元の文書:
↓↓↓

【あの夏の記憶】「本当は鹿実に行きたくなかった」定岡氏の心を動かした身近で最大のライバル

鹿児島実で1974年甲子園ベスト4に進出した元巨人・定岡正二氏【写真:荒川祐史】

鹿児島実3年時の1974年夏、東海大相模と延長15回の死闘を制し4強入り、同年秋ドラフト1位で巨人へ

 甘いマスクと好投で夏の甲子園を沸かせたプロ野球解説者・定岡正二氏は、2年夏に続き、1974年夏の3年夏も鹿児島実で甲子園に出場した。3年生エースとして、鹿児島勢初めてのベスト4進出に貢献し、後に巨人からドラフト1位の評価を受けた。しかし、元々は鹿実にもプロにも行く気はなかったという。身近にいた存在が最大のライバルが「心に炎を付けた」と振り返る。

 その存在は3歳差の兄で元南海内野手の智秋氏(現・柳ヶ浦監督)。小学校から一緒に野球をし、ずっとその背中を見ていた。兄の同級生とも一緒に野球をしていたため、他のメンバーとセンスが違うことも容易に分かった。雲の上の存在だった。

 だから、進学先を迷っていた。

「兄ちゃん、すげぇ~な~と思って見ていましたよ。後にプロからドラフトを受けるような選手ですから、比較されるのが嫌でした。本当は鹿実に行きたくなかった。他の鹿児島県内の学校に行きたかったんです……。でも、行ってよかったです。甲子園に出場できましたから」

 智秋氏が中学3年生の時、自宅に当時の鹿実・久保克之監督(現・鹿児島実名誉監督)がやってきた。小学校から帰ってきたところだった正二氏も名将と目が合い、挨拶をした。

「監督はたまたま、兄のスカウトで来ていました。僕は、ただの弟なのに『お前も鹿実に来いよ!』と言われまして……。向こうにしてみれば何もないでしょうが、僕にとっては印象に残る出来事でした」

「どこかで兄をライバルと思うようになってきていた」

 兄の代は71年夏・鹿児島県決勝で敗れ、あと1歩のところで甲子園出場を逃した。

 兄貴超えをしたい――。そんな心が芽生え始めた時に、今度は自宅に大学や社会人野球のスカウトが兄を獲得するためにやってきた。そうしているうちに、プロからドラフト指名があるかもしれないという驚きの事態に発展。南海ホークスにドラフト3位で指名され、プロのスカウトも自宅にやってきた。

「美味しい手土産を持ってきて……。子供だからそれだけでも、うれしかったです(笑)。近所にだって、プロ野球選手なんていない遠い世界なのに、家族からプロ野球選手が出るなんて……。どこかで兄をライバルと思うようになってきていたので、そこで兄よりももっといい選手になりたいって、(同じ風に進もうという気持ちが)芽生えたかもしれません。心に炎が付きました」

 兄の実力がわかっていたからこそ、自分がどうすべきかを考えることができた。そんな小さな炎がモチベーションとなり、道は拓けていった。

↑↑↑

入力データ:
↓↓↓

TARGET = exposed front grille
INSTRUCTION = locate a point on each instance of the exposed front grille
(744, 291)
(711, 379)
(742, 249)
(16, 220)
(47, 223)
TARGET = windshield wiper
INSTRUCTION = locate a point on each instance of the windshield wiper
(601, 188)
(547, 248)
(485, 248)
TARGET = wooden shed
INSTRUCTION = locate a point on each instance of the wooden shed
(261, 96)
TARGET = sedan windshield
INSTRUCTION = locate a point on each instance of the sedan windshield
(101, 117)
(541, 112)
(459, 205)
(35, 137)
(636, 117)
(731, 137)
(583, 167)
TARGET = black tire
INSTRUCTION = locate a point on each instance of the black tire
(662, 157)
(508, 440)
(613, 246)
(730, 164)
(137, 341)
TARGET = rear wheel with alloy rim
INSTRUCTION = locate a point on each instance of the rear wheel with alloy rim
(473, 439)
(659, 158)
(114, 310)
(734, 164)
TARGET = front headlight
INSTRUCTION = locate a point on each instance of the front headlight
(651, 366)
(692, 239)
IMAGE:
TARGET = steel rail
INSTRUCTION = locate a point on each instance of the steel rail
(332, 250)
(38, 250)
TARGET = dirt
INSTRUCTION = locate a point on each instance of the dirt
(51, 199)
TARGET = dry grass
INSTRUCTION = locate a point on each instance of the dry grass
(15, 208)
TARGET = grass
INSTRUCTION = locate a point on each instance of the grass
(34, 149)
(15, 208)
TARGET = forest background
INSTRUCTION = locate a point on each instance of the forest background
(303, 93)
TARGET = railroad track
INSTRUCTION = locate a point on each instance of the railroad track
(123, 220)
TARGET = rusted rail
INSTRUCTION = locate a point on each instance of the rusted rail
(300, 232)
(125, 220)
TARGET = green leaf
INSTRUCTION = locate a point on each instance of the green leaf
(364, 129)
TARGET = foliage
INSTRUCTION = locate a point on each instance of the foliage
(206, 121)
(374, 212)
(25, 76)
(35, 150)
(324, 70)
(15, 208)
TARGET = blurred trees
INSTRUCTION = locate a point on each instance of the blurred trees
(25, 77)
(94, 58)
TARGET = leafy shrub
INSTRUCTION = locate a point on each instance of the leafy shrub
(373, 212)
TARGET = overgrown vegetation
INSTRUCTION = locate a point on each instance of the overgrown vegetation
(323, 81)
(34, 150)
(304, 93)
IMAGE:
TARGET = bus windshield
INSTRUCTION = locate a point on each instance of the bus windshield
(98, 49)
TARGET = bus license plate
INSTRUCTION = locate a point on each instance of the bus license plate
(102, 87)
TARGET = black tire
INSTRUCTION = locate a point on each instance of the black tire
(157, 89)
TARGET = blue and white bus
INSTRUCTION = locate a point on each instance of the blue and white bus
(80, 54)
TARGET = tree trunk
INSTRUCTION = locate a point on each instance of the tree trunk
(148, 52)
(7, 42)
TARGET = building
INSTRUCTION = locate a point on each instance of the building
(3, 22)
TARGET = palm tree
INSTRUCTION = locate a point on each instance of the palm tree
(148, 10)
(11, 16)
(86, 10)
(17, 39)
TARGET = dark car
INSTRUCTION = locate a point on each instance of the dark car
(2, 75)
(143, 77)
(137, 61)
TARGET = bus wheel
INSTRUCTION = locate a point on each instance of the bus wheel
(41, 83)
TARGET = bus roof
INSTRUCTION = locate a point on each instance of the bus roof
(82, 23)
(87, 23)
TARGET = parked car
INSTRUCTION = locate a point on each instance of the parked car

↑↑↑

作業内容:
(1) 記録のうち、「TARGET = bus wheel」を含む行から記録の最後の行までを、両端の行も含めて一字一句変えずに書き写せ。
(2) 定岡正二氏と兄の智秋氏を扱った記事の続きを、最後の文の後から書き進めよ。

作業ごとの結果:
(1)
TARGET = bus wheel
INSTRUCTION = locate a point on each instance of the bus wheel
(41, 83)
TARGET = bus roof
INSTRUCTION = locate a point on each instance of the bus roof
(82, 23)
(87, 23)
TARGET = parked car
INSTRUCTION = locate a point on each instance of the parked car

(2)
身近にいた最高のライバル、兄・智秋を超えるために―正二は見事に甲子園出場を果たす

「今まで言ってこなかったけど(鹿児島実進学のきっかけは)兄かもしれないですね。子供の頃に、久保監督と会っているのも少しあるかもしれない。潜在的に行くべくして、鹿実に行ったんじゃないかなと思う」

 身近に最高のライバルがいた。兄を超えるには、甲子園出場しかない。厳しいことで有名な鹿児島実に進んだ。兄の存在があったから、頑張ることができた。

 目標は叶い、高校2、3年時に甲子園に出場。南海に入った智秋氏も練習や試合の合間を縫って、甲子園に応援に来ていたという。正二氏は3年時に夏の甲子園ベスト4に進出し、アイドル投手として人気を博した。準々決勝では東海大相模と延長15回、213球を一人で投げ抜いて、1点差で勝利。甲子園の伝説の1試合となっている。

「あの試合は、真っ白になったというか、自分が自分じゃなくなる瞬間があったんです」

 疲れも、怖さも感じない。ただ、がむしゃらに投げ続けていた。後にプロになった後もそのような感覚に陥ったことはない。完全燃焼、やり切ったと思える試合だった。

 あれからもう45年が経った。そして、また球児にとって熱い夏がやってくる。

「練習してきたことが大会で出し切れないのが、一番、悔いが残ります。失敗してもいい。燃え尽きるまでやってほしいですね。周りの評価なんて、関係ない。僕も高校野球で学ぶことがたくさんあったし、一生分の経験をしたと思っています。これからの人生、大きな財産としてみんなの心に残っていくと思います。球児たちにはやり切った大会にしてほしい」

 1974年の夏。甲子園のスタンドからの声援は定岡氏に向けられていた。入学に迷ったことも、練習が嫌な時期もあった。それでも、あれだけの多くの人の感動を呼んだのは、最終的に芯を持って、全力を出し切る投球をしていたからなのではないだろうか。定岡氏はそんな球児を見守っている。(楢崎豊 / Yutaka Narasaki)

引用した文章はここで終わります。